**Work instruction:** Your task is to repeat the entries exactly. Leave the pictures out.

··· Records shown

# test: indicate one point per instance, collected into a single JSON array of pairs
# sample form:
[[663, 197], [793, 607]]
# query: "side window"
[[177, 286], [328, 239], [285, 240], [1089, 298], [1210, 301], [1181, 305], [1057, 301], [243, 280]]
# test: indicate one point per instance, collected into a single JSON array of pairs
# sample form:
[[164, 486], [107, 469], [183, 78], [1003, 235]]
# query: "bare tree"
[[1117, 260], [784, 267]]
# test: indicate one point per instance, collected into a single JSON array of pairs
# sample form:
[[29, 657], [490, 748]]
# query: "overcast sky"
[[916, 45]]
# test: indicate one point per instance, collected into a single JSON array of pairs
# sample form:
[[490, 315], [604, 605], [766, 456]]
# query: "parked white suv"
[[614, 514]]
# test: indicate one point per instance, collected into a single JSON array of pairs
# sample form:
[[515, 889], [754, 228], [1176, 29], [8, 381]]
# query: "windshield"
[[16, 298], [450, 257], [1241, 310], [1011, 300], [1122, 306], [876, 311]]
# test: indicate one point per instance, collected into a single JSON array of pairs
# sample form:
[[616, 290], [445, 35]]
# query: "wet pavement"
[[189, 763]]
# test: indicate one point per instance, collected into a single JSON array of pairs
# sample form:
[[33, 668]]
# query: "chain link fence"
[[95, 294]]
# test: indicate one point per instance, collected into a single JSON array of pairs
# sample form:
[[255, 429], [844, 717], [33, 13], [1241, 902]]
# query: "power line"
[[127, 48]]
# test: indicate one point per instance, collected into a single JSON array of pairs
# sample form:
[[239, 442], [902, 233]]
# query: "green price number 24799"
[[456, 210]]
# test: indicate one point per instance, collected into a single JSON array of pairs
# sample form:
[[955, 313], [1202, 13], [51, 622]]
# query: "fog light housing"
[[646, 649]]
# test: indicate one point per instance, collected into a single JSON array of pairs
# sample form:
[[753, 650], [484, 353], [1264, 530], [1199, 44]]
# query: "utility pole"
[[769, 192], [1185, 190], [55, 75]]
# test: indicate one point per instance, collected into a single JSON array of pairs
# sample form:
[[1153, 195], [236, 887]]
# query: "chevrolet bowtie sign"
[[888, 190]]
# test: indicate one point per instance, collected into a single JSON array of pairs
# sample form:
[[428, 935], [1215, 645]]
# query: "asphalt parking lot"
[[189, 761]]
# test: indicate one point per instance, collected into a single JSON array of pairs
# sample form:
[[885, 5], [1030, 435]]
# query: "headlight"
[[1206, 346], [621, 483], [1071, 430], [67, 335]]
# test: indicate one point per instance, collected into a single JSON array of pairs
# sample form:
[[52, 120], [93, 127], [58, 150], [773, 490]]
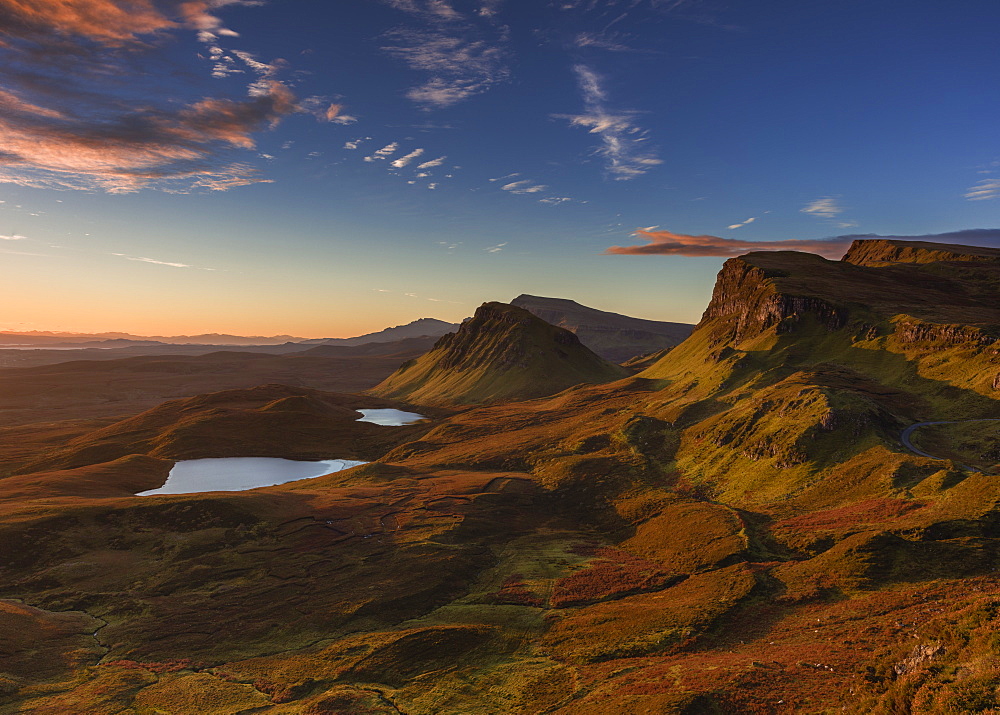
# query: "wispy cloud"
[[623, 143], [326, 111], [462, 54], [666, 243], [984, 190], [173, 149], [826, 207], [601, 41], [526, 186], [404, 160], [385, 152], [57, 135], [432, 163], [171, 264]]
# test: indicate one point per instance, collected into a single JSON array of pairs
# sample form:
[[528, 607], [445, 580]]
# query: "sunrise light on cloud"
[[181, 136]]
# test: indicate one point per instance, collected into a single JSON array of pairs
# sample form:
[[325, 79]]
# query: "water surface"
[[236, 474], [390, 418]]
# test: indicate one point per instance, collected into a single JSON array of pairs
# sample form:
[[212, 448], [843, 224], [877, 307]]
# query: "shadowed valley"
[[735, 528]]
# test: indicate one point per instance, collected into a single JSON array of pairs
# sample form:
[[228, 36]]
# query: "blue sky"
[[330, 168]]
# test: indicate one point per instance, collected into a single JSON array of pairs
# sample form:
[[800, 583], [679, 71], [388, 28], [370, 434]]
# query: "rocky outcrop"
[[913, 331], [881, 252], [501, 353], [613, 336], [747, 294]]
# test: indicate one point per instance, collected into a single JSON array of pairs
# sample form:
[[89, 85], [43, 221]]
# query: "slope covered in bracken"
[[737, 529], [501, 353]]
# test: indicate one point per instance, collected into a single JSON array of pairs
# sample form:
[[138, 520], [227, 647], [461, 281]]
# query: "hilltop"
[[502, 353], [736, 529], [613, 336]]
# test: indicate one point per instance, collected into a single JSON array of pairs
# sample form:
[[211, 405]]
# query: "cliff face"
[[613, 336], [502, 353], [947, 293], [748, 295], [881, 252]]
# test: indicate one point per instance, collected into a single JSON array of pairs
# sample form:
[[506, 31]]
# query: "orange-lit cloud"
[[665, 243], [111, 22], [107, 22], [148, 147]]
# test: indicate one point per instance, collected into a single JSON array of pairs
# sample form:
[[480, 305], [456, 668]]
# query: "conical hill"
[[503, 353]]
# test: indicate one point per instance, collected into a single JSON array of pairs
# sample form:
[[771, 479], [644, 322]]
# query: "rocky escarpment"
[[944, 292], [915, 331], [881, 252], [746, 293], [501, 353]]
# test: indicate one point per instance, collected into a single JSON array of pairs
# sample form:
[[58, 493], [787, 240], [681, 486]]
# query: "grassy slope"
[[502, 353], [735, 527]]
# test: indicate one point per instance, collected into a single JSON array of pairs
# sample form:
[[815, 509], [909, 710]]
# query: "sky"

······

**Result of this exercise:**
# test: indicate one point per instance, collected into a single JSON array of pairs
# sample form:
[[663, 197], [793, 607]]
# query: "side window"
[[177, 286], [328, 239], [285, 240], [1089, 298], [1210, 301], [1181, 305], [1057, 301], [243, 280]]
# test: indicate one point per instance, collected into a single JSON array of pairs
# sample form:
[[164, 486], [107, 469], [183, 78], [1003, 235]]
# query: "bare tree"
[[1117, 260], [784, 267]]
# test: indicate one point per instance, collected into a single JSON array of pairs
# sample form:
[[29, 657], [490, 748]]
# query: "overcast sky"
[[916, 45]]
# test: indicate one point per instance, collected into a single JSON array of pairs
# sample form:
[[490, 315], [604, 605], [766, 456]]
# query: "parked white suv"
[[614, 514]]
# test: indicate one point per instance, collected into a single JSON array of pairs
# sample form:
[[515, 889], [754, 228], [1176, 29], [8, 381]]
# query: "windshield"
[[16, 298], [450, 257], [1241, 310], [1011, 300], [1122, 306], [876, 311]]
# test: indicate one point per instance, collected into a single JSON array of pairs
# sample form:
[[616, 290], [445, 35]]
# query: "wet pavement"
[[189, 763]]
# test: indicate one point per instance, collected into a single JSON array of pairs
# sample form:
[[33, 668]]
# query: "chain link fence"
[[95, 294]]
# test: indicate one point per instance, collected into a single JSON array of pairs
# sample form:
[[255, 429], [844, 717], [33, 13], [1241, 902]]
# query: "power line"
[[127, 48]]
# test: indicate one point per instance, collected into a single JSON array of pairs
# sample form:
[[239, 442], [902, 233]]
# query: "green price number 24799"
[[456, 210]]
# test: indicate one point per instance, collected into a single JSON array of pairs
# sample form:
[[955, 313], [1202, 13], [51, 622]]
# query: "fog light housing"
[[646, 649]]
# test: indicate one point per instance, collected into a single JSON array of pairs
# sample form:
[[753, 650], [484, 353], [1264, 530], [1199, 44]]
# query: "utility pole"
[[769, 192], [1185, 190], [55, 75]]
# test: indicate one point per instance, collected into a single JSON array of pairs
# sample form:
[[1153, 195], [236, 887]]
# query: "chevrolet bowtie sign"
[[888, 190]]
# test: indicate one point per instance, collected into a single JSON array of pairs
# sample form:
[[428, 935], [1215, 645]]
# query: "asphalt parking lot"
[[189, 761]]
# test: indicate one point per instance, collected into a single JSON array of pairs
# sample form:
[[885, 5], [1030, 435]]
# query: "headlight"
[[1206, 346], [621, 483], [1071, 430], [67, 335]]
# test: indicate one point per instance, collected into a single JSON array of pairs
# sample form:
[[52, 120], [93, 127], [58, 150], [773, 490]]
# query: "wispy cloud"
[[623, 143], [326, 111], [462, 54], [666, 243], [984, 190], [173, 149], [826, 207], [601, 41], [526, 186], [404, 160], [385, 152], [57, 135], [432, 163], [171, 264]]
# test: indicate one point per instance, collected into a single JSON array of pairs
# sample form:
[[528, 607], [445, 580]]
# query: "sunrise light on cloud"
[[181, 136]]
# test: indicate one point per instance, collected into a single JSON array of pairs
# sample form:
[[325, 79]]
# query: "water surface"
[[236, 474], [390, 418]]
# test: indicate one point per instance, collected into a single JSON array of pairs
# sample form:
[[212, 448], [843, 224], [877, 307]]
# query: "shadowed valley"
[[735, 528]]
# test: indicate one point per instance, collected into a single JSON array of pairs
# sample form:
[[228, 36]]
# query: "blue sky"
[[330, 168]]
# test: indicate one point per instance, collected into a single JSON array of pairs
# sample form:
[[800, 583], [679, 71], [388, 28], [370, 434]]
# query: "rocky outcrop"
[[913, 331], [881, 252], [501, 353], [613, 336], [747, 294]]
# test: indicate one point per instance, collected into a single JSON array of pairs
# sample form:
[[89, 85], [43, 221]]
# query: "slope covered in bracken"
[[737, 529], [501, 353]]
# test: indicate one point per instance, collected into a single JSON array of pairs
# sample form:
[[138, 520], [227, 647], [461, 281]]
# query: "hilltop"
[[502, 353], [736, 529], [613, 336]]
# test: indicate one point per instance, collected into a single JSON array of pairs
# sample form:
[[211, 405]]
# query: "cliff face"
[[613, 336], [502, 353], [947, 293], [748, 295], [881, 252]]
# test: indicate one point per instance, collected into a single JSON array of pairs
# sample form:
[[506, 31]]
# query: "orange-lit cloud"
[[665, 243], [111, 22], [107, 22], [148, 147]]
# test: indicate one point per instance, collected into a single JSON array of pairs
# sample form:
[[480, 305], [456, 668]]
# query: "conical hill"
[[503, 353]]
# test: indicate one point per instance, collected into a single JSON array of pairs
# sample form:
[[771, 479], [644, 322]]
# query: "rocky escarpment"
[[944, 292], [915, 331], [881, 252], [746, 293], [501, 353]]
# test: indicate one point per instance, collected into a single JSON array of pairs
# sample form:
[[58, 493], [787, 240], [681, 486]]
# query: "grassy slope"
[[502, 353], [735, 527]]
# test: indicate one point per instance, collected into a single JSON array of pairs
# sample form:
[[815, 509], [909, 710]]
# query: "sky"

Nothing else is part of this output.